Document section:
##############################
Although, that in those international reports, as well as the some verdicts such as the verdict of the local court in England and thousands of petitions written by the victims of the Erdogan Regime it is expressed that THERE IS NO SUCH RIGHT AS FAIR TRIAL, the ECHR ignores the facts and turns a blind eye on the human right violations in Turkey.
So, what exactly is happening in Turkey in terms of human rights violations? In Turkey, the rights which are ensured by the Universal Declaration of Human Rights are violated. Such as:
1- In Turkey, the most fundamental right of people, “the Right to live” is taken away,
-In Eastern and South Eastern provinces, tens of villages and towns are destroyed, tens of thousands of Kurdish people were forced to leave their homes
-Trustees are assigned to the provincial offices that are affiliated to the Ruling Party to ignore the will of the local people
-In prisons, thousands of convicts and prisoners’ right to live is taken away, by systematic tortures and depriving their rights of healthcare
-The people of the “Hizmet” movement and any other civil society organizations which seem to be opposing are targeted by hate speeches and witch hunts, therefore, their right to live is taken away from them.
-Tens of politicians of the opposition, hundreds of journalists are kept in prisons because of their political believes.
2- The “Right to Work” is stolen.
-With decree-laws, more than 130.000 people (whose victimhood is explained detailly in the 2018 report of Amnesty International) are dismissed from public duties, of them 33.500 teachers, 7.000 health workers, 31.500 security workers, 6.000 academics, 39.000 public servants, 13.000 soldiers.
-More than 100.000 employees from the companies (schools, universities, study houses, hospitals, foundations, federations, unions, media institutions) which are closed by confiscation or assigning trustees are dismissed from their jobs. They are prevented to find other jobs in different places by the State further. They are left to a “civil death”.
-The workers are working under extreme and worst conditions (e.g. the construction of Istanbul airport) and unfortunately many workers are facing death every day. Child workers are being employed and current unions cannot say any critic.
3- In Turkey, the Right of Property of people is arbitrarily taken away.
-In Eastern and Southeastern provinces, the houses and lands which were evacuated because of the suspect of terror are confiscated and people were prevented to return to their homes
-All the assets of the institutions and persons of Hizmet movement are usurped and made available to the supporters of the regime.
-With arbitrary decisions, the environment is being damaged, and the ecologic balance is destroyed, the lands of people are confiscated with low costs (e.g. the project of Kanal Istanbul)
4- The “Right of not being subject to torture” of people is being violated
-Torture, which conflicts with human dignity became again a routine in Turkey. All the opposition receives systematic torture. (This situation is indicated clearly in the March 2018 report of the UN Human Rights)
-More than half of all journalists who are in prison in all over the world, 259 people, are in Turkish prisons right now. These people are treated as terrorists and tortured.
5- The “Right to assembly and demonstration” is being violated.
-Hundreds of NGO’s are closed and their assets confiscated including unions (e.g. AksionIs and Cihansen)
-The fundamental right of democracy to demonstrate and meet is cancelled by the governors who became the political tools of the government
6- In Turkey, the “Right to fair trial” is consciously destroyed
-4500 prosecutors and judges who constitute one third of all current judges and prosecutors in Turkey are exported from the duty. Nearly all of them are issued arrest warrants
-Currently 3500 prosecutors-judges and 1500 lawyers in Turkey are in prisons.
##############################
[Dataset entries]
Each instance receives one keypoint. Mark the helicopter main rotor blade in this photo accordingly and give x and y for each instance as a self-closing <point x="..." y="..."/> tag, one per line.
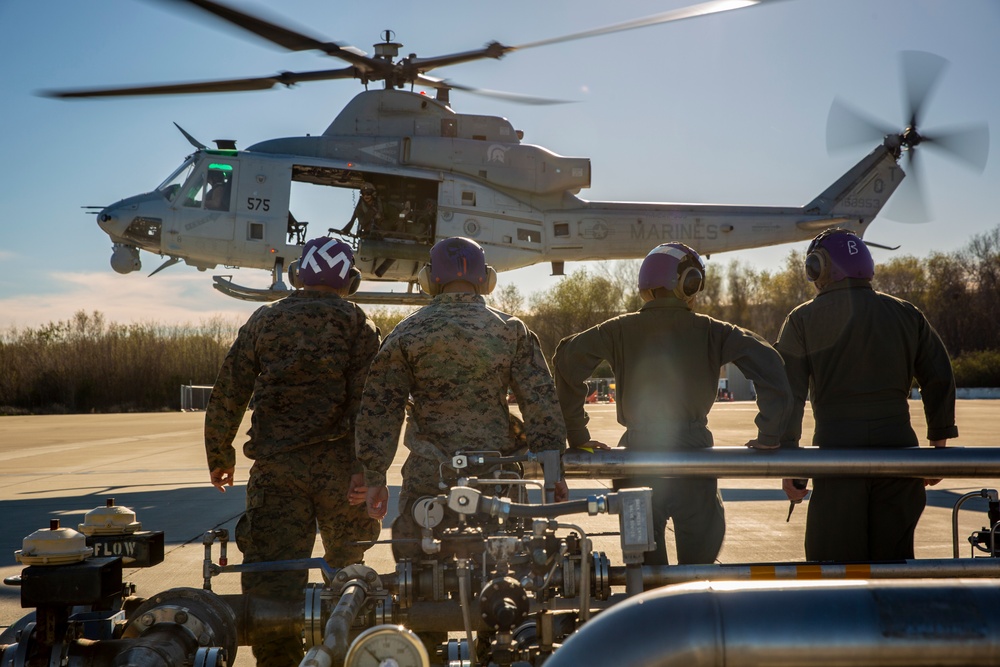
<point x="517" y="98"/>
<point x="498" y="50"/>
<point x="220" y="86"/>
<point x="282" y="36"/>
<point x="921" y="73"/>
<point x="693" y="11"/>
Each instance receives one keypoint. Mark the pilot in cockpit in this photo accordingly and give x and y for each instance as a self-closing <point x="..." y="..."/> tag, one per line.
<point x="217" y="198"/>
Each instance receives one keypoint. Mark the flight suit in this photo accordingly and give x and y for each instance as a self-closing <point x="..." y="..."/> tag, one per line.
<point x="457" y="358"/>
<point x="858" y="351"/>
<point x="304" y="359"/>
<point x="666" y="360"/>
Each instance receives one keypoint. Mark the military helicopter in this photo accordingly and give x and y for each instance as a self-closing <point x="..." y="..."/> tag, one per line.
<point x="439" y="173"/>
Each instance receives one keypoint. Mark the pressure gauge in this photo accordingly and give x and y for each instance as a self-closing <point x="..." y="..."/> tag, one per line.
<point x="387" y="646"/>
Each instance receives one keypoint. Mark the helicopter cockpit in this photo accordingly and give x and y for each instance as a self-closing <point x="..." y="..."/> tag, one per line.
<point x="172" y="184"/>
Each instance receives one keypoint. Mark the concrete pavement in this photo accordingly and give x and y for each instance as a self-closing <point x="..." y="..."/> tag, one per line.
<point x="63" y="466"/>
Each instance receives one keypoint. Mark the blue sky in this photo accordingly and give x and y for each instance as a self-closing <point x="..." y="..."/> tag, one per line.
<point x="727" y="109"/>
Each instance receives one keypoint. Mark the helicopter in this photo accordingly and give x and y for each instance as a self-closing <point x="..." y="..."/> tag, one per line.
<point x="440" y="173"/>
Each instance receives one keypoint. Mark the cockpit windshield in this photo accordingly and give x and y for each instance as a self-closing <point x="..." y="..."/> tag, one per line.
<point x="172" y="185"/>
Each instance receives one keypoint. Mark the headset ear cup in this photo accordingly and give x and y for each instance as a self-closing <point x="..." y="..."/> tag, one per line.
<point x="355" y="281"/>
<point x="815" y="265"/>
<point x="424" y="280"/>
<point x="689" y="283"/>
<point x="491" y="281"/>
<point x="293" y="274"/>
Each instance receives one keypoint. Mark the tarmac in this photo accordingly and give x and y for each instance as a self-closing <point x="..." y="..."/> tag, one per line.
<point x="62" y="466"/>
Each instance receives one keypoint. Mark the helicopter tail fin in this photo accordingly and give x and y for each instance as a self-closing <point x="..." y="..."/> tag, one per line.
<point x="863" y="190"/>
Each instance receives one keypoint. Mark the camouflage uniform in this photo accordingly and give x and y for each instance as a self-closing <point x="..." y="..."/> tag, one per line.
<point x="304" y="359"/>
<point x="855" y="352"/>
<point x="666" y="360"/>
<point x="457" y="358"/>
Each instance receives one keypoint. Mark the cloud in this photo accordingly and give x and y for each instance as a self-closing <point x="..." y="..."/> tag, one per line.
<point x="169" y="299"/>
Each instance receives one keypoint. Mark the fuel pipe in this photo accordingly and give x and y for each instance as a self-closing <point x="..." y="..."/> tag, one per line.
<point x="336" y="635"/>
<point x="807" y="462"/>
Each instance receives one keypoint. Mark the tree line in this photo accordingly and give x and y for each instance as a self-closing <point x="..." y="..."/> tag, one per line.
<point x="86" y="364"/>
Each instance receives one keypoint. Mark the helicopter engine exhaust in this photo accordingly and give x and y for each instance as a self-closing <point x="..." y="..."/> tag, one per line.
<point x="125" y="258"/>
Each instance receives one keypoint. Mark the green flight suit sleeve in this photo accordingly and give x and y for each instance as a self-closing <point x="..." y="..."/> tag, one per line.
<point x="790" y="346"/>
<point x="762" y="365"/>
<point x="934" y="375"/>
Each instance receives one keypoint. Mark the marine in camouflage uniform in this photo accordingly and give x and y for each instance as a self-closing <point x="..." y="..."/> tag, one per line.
##############################
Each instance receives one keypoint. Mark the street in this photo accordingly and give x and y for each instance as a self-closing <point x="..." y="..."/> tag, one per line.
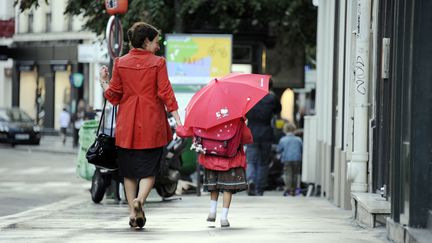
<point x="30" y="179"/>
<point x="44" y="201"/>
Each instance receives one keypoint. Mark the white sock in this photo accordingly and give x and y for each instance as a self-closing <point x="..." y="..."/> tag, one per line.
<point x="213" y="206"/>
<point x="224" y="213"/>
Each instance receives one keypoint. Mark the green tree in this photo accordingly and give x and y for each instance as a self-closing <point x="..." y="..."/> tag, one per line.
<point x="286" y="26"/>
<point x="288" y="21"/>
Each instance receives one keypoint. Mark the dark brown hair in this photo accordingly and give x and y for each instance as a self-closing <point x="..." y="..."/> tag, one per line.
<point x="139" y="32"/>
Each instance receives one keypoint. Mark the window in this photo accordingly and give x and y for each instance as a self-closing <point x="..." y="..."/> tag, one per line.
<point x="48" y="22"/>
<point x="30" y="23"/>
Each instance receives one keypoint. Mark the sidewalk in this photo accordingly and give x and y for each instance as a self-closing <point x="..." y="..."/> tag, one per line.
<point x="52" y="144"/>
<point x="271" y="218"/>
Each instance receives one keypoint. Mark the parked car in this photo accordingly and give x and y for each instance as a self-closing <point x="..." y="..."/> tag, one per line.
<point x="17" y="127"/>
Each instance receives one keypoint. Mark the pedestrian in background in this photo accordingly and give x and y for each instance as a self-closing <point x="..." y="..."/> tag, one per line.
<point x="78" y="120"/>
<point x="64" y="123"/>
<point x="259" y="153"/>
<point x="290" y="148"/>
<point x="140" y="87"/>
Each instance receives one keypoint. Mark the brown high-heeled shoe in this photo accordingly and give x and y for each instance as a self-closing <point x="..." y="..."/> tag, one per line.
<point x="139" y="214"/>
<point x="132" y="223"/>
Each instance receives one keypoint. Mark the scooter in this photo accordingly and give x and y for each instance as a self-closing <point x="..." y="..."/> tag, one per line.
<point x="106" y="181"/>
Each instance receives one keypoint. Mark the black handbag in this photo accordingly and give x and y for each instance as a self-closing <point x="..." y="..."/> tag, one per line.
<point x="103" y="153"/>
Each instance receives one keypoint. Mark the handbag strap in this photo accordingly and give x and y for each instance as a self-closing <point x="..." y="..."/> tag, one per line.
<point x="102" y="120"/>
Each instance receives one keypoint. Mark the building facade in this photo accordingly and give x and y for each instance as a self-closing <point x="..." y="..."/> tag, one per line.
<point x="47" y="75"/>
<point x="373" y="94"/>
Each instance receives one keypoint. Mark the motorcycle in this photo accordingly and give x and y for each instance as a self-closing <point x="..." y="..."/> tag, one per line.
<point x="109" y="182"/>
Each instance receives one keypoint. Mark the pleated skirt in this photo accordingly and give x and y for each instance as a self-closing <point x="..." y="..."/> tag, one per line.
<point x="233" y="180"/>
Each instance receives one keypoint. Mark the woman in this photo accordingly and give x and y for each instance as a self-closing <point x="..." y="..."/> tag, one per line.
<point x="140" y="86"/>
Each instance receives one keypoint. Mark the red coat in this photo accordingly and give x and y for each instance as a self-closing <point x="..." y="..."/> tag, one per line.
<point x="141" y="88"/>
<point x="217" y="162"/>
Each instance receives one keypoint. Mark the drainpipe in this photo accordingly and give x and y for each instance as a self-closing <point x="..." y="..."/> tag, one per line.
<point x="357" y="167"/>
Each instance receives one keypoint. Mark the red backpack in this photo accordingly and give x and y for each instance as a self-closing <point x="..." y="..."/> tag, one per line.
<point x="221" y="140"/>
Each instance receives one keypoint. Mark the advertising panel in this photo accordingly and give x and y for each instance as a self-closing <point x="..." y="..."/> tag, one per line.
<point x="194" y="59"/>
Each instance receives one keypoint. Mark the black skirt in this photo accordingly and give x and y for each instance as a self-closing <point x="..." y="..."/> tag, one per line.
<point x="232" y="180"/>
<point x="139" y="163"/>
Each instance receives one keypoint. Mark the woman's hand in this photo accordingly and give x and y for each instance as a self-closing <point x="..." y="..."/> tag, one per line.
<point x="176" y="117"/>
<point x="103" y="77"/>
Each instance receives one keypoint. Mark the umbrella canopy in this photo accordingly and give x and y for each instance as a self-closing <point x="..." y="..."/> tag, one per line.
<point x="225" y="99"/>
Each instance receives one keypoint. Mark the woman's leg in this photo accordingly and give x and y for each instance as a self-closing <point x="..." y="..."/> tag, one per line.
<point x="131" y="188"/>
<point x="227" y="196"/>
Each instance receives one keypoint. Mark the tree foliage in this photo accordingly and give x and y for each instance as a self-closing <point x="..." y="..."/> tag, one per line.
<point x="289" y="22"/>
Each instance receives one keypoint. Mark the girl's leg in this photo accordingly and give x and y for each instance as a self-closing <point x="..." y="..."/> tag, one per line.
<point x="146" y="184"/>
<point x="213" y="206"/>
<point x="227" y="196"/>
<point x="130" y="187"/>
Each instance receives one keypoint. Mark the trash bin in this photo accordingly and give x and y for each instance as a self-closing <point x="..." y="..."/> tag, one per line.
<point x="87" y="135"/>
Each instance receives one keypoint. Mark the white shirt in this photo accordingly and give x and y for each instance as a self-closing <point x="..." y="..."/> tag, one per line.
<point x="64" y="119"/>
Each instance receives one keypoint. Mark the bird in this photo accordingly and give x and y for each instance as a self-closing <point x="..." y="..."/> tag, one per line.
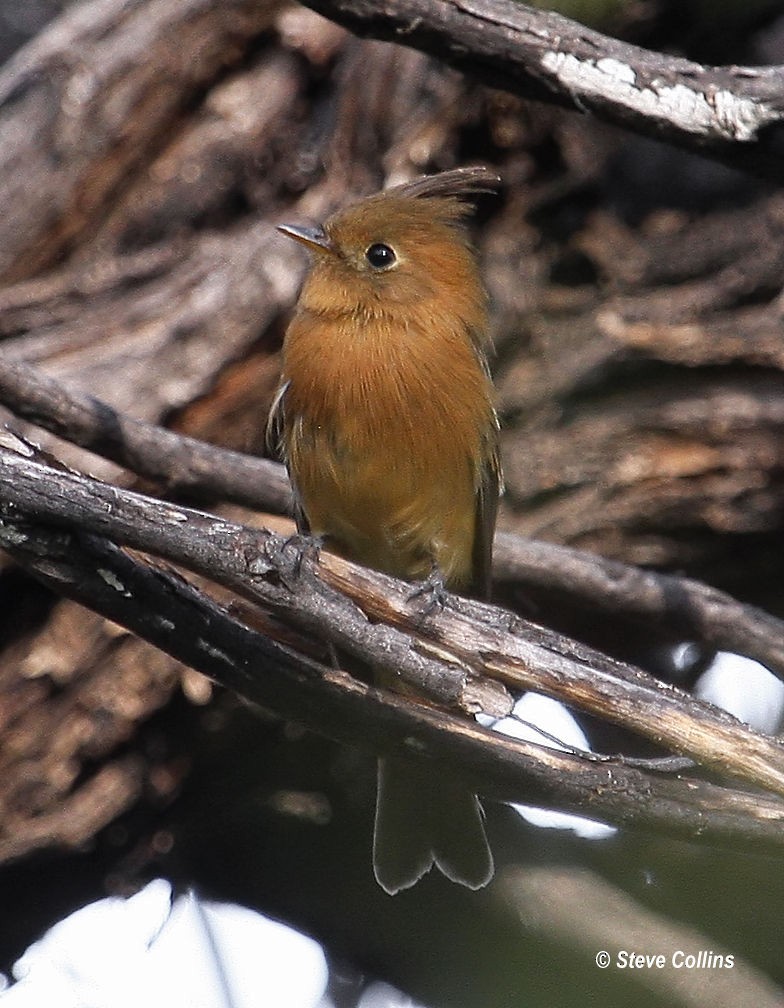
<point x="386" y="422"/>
##############################
Required tasks:
1. In the text on human rights violations in Turkey, which unions are named as examples of closed NGOs?
2. Please carry on the text on human rights violations in Turkey from the point where it stops.

Answers for the exercise:
1. AksionIs and Cihansen.

2.
-The verdict of ECHR is not applied (e.g. the Selahattin Demirtaş decision of ECHR)
-The verdicts of the Constitutional Court are not applied by the local courts (e.g. the decision of the Constitutional Court about journalist Mehmet Altan and Şahin Alpay)
-The people who are labeled as “spies, terrorists” are evacuated in few days when states got involved (pastor Brunson, journalist Deniz Yucel etc.) but the convicts who suffer from cancer are not even sent to the any medical treatment.
-The judges who are supposed to be neutral and independent do not consider it harmful to announce their political beliefs, which are mostly in line with the ruling Erdagan Regime.
-The bill of indictments is not prepared. The people stay in prisons for months but cannot even learn the accusations against them. (Osman Kavala is kept in prison for a year without preparing his bill of indictment)
-There are arbitrary long imprisonments. The judges are afraid to evacuate people.
-743 babies are kept in prisons along with their mothers.
–As the reassurance of all fundamental rights and freedoms, the “RIGHT TO FAIR TRIAL” is removed, there is no guarantee for any rights in Turkey now.
Today, the only HOPE against the crimes of hate, discrimination and torture committed by the oppressive regime in Turkey is the existence of law. The notorious “Erdogan Regime” commits crimes against the universal principles of law by its acts of crimes against humanity. It deprived the Republic of Turkey which was loyal to the international agreements it has signed from law and democratic values. This should not be allowed.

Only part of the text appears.